- [WORK TASK]:
The result should be an exact copy of the lines from the one with "the cabinet door" through the last line of the data below, both included.

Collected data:
:::
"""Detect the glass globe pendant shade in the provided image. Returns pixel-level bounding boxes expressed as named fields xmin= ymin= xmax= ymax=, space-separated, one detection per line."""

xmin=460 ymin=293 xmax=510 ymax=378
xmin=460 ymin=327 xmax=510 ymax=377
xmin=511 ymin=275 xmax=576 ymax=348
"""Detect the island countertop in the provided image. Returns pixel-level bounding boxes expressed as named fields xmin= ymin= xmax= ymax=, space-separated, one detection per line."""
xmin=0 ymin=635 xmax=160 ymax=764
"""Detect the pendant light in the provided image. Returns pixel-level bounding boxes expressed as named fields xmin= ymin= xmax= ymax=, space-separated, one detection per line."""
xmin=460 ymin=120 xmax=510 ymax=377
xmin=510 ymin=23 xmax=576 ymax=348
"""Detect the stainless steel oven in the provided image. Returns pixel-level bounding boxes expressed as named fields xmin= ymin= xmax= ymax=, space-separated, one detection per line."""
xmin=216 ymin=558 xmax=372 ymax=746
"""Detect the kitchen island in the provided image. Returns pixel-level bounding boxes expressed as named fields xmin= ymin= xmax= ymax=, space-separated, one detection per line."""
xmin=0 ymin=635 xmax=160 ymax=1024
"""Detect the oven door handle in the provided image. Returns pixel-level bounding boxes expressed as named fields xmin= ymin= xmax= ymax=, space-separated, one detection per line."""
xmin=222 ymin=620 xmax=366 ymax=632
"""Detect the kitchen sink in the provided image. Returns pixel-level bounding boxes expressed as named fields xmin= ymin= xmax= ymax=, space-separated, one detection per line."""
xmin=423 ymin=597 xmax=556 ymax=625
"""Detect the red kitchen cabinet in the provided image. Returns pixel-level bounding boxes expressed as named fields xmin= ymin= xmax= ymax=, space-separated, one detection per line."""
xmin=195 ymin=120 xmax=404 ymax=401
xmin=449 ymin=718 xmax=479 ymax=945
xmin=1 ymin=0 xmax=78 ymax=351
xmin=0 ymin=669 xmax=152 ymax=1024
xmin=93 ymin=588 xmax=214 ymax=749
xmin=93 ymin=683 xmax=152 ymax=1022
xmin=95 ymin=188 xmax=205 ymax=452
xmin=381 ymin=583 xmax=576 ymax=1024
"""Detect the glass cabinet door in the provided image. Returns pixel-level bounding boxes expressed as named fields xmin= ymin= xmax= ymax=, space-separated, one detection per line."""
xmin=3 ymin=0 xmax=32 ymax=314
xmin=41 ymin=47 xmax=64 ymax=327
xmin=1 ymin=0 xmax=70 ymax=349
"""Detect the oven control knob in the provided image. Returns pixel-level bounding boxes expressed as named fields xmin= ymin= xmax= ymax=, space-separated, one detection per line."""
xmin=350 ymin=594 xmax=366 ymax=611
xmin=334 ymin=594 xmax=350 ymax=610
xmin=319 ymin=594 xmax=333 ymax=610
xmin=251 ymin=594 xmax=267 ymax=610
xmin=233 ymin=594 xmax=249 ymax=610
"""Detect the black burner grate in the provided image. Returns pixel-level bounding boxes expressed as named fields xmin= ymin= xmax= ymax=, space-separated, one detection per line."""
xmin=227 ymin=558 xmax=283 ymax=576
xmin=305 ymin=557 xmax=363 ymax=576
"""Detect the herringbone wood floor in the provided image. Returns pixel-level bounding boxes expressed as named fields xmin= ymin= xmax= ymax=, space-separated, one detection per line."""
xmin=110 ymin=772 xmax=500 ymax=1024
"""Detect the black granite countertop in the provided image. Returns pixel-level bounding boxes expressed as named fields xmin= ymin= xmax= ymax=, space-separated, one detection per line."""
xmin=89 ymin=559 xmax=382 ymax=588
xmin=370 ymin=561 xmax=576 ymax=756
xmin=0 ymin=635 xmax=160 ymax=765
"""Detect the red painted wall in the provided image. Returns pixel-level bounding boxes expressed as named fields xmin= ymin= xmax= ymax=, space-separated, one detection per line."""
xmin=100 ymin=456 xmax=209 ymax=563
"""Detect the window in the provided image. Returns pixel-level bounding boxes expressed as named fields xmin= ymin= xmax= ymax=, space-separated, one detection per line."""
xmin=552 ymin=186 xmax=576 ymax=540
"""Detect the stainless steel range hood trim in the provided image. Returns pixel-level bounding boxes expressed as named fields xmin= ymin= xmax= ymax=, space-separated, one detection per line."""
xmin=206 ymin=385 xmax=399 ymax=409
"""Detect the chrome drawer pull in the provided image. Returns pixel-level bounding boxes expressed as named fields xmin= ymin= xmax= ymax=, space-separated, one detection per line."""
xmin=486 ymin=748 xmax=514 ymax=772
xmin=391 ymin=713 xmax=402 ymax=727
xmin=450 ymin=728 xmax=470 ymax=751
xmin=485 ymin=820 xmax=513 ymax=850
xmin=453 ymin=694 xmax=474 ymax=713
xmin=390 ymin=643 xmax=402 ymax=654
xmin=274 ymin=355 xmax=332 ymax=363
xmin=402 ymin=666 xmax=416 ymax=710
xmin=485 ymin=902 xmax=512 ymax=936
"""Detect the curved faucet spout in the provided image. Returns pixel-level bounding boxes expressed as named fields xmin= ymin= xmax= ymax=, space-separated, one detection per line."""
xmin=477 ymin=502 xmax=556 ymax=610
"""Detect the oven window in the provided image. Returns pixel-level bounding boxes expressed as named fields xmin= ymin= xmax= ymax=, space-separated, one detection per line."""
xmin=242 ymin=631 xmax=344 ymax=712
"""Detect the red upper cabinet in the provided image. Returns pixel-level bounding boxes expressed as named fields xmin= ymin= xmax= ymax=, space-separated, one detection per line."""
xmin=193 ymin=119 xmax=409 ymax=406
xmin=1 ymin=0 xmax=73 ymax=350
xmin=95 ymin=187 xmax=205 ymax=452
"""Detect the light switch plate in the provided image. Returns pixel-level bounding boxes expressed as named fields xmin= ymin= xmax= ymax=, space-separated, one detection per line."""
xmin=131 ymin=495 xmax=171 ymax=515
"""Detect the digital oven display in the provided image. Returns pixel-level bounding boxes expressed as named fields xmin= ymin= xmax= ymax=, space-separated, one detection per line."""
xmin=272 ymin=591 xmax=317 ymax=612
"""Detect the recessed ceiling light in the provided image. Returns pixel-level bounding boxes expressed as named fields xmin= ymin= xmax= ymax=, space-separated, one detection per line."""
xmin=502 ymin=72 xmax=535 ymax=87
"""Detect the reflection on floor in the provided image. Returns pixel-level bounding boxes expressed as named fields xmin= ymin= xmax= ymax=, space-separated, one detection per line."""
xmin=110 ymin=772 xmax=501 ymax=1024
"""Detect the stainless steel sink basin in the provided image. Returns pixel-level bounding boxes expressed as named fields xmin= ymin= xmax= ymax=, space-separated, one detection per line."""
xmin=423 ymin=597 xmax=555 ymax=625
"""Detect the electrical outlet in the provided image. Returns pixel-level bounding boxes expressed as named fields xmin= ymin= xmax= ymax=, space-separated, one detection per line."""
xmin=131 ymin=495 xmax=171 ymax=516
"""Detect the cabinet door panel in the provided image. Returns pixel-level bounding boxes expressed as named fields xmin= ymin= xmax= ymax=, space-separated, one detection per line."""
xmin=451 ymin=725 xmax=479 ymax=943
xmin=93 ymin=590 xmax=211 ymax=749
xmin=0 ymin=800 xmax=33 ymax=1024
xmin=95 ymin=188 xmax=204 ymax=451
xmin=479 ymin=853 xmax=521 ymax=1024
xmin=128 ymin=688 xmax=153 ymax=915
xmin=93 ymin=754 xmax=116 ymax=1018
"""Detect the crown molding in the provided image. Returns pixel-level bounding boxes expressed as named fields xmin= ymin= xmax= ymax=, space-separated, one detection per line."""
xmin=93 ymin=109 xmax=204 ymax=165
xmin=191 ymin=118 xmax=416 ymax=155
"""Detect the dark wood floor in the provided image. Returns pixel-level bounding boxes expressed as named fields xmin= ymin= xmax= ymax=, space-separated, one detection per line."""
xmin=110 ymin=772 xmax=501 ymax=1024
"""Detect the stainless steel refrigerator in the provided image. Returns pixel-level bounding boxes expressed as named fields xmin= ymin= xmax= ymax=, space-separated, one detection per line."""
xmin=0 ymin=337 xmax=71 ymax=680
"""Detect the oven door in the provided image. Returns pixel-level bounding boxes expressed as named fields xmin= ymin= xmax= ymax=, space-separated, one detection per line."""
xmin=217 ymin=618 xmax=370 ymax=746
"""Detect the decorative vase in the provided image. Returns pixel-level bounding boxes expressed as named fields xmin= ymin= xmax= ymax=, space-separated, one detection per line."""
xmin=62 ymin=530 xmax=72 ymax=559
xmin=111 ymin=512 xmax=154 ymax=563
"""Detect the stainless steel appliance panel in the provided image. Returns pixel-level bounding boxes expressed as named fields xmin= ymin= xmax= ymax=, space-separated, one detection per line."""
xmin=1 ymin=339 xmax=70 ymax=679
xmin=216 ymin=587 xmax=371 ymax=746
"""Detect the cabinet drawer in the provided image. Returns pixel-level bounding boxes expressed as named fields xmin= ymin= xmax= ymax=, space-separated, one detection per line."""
:::
- [RESPONSE TO THE EXERCISE]:
"""Detect the cabinet door panel in the provided image. Returns pixel-level bounding boxes expressed as named fields xmin= ymin= xmax= ymax=, space-separated, one detection per line."""
xmin=451 ymin=725 xmax=479 ymax=943
xmin=93 ymin=590 xmax=211 ymax=749
xmin=0 ymin=800 xmax=33 ymax=1024
xmin=95 ymin=188 xmax=204 ymax=451
xmin=479 ymin=853 xmax=521 ymax=1024
xmin=128 ymin=688 xmax=153 ymax=915
xmin=93 ymin=754 xmax=116 ymax=1018
"""Detect the crown molding in the provided image. Returns pixel-level bounding boxes expressed as named fields xmin= ymin= xmax= ymax=, space-separated, one detection per line."""
xmin=93 ymin=109 xmax=204 ymax=165
xmin=191 ymin=118 xmax=416 ymax=155
"""Detect the dark wood floor in the provided image. Returns pixel-level bounding boxes expressed as named fields xmin= ymin= xmax= ymax=, space-separated, one detection per line."""
xmin=110 ymin=772 xmax=501 ymax=1024
"""Detect the stainless steel refrigerator in the provided image. Returns pixel-level bounding boxes expressed as named fields xmin= ymin= xmax= ymax=, space-separated, one detection per line."""
xmin=0 ymin=337 xmax=71 ymax=680
"""Detect the oven door in the provided image. Returns pixel-level bounding boxes expressed as named fields xmin= ymin= xmax= ymax=, space-separated, one detection per line."""
xmin=217 ymin=618 xmax=370 ymax=746
"""Detect the decorative vase in the provided image. Returns pixel-level bounding boxes expressed as named fields xmin= ymin= xmax= ymax=, space-separated, one detection per line."""
xmin=62 ymin=530 xmax=72 ymax=559
xmin=111 ymin=512 xmax=154 ymax=563
"""Detect the stainless steel appliance panel in the provided image. Returns pixel-level bounding boxes expressed as named fields xmin= ymin= xmax= ymax=, space-separated, one detection per line."""
xmin=1 ymin=339 xmax=70 ymax=679
xmin=216 ymin=587 xmax=371 ymax=746
"""Detect the cabinet drawer in the provided image. Returns pixel-level bounding boxes expressed as named fields xmin= ymin= xmax= ymax=, space-separated, one detection per line."""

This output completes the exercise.